Dataset entries:
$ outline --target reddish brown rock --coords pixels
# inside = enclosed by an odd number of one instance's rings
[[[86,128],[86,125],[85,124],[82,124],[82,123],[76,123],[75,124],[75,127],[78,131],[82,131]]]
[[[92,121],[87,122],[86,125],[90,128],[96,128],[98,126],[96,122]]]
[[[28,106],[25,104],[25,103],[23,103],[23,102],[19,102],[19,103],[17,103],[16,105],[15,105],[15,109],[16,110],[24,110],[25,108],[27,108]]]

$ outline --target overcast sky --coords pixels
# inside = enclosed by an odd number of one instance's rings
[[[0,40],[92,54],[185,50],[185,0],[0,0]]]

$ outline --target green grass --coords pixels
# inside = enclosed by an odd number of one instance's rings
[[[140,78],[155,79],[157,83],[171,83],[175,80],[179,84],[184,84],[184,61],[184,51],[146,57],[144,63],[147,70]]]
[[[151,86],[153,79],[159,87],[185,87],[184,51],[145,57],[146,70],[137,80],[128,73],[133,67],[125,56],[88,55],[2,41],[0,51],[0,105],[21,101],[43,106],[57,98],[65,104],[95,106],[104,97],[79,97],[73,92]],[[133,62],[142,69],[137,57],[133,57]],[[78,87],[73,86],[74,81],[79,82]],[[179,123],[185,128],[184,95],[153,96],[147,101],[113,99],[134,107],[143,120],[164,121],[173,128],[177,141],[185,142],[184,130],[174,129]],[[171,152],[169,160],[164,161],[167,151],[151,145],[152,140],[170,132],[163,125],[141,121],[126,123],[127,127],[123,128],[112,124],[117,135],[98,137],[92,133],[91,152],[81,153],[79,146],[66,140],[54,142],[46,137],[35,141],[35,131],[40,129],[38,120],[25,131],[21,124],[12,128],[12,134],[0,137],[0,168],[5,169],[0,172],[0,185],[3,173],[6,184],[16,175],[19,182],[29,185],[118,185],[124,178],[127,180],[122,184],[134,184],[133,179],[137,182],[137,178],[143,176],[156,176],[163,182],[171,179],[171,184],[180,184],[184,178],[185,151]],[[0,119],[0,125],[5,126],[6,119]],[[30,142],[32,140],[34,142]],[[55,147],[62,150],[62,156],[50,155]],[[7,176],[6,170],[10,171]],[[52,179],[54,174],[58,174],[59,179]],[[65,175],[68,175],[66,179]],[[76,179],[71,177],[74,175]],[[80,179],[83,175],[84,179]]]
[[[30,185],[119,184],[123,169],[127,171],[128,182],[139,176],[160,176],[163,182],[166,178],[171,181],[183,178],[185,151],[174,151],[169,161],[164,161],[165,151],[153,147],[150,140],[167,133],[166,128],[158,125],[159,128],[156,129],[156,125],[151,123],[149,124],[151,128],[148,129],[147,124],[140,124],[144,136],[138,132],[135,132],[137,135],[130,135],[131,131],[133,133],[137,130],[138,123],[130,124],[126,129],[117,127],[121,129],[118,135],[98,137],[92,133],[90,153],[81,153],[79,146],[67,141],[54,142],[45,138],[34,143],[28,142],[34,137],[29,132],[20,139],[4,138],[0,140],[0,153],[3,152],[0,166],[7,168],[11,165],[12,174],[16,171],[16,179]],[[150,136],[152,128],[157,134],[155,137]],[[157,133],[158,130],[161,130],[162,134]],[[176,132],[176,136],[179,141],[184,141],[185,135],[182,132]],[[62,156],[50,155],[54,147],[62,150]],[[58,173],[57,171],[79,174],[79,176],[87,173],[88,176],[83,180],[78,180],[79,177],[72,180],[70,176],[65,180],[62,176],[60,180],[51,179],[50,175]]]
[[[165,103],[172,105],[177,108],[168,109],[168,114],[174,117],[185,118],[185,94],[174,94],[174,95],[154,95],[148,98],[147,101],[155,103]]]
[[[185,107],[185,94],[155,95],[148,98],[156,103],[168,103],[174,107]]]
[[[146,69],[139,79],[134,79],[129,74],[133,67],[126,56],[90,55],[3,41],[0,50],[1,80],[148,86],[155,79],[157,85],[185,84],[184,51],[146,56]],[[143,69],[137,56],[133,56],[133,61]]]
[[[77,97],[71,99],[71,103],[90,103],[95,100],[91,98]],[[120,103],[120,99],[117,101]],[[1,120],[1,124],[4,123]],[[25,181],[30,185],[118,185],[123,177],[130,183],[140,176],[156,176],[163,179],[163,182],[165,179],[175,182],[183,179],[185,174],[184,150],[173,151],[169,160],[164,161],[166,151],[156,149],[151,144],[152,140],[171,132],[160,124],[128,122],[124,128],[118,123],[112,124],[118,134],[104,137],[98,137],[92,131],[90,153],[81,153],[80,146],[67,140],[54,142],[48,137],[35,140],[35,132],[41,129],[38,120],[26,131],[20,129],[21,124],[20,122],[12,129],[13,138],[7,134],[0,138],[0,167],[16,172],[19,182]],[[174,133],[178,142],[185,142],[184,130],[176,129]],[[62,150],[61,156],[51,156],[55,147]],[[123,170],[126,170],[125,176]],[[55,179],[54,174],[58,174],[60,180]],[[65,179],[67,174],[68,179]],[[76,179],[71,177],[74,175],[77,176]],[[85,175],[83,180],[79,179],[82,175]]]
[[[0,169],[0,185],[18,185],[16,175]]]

Required action
Scan the entries for lines holding the string "target", then copy every one of them.

Finished task
$ outline --target reddish brown rock --coords pixels
$ outline --target overcast sky --coords pixels
$ outline --target green grass --coords pixels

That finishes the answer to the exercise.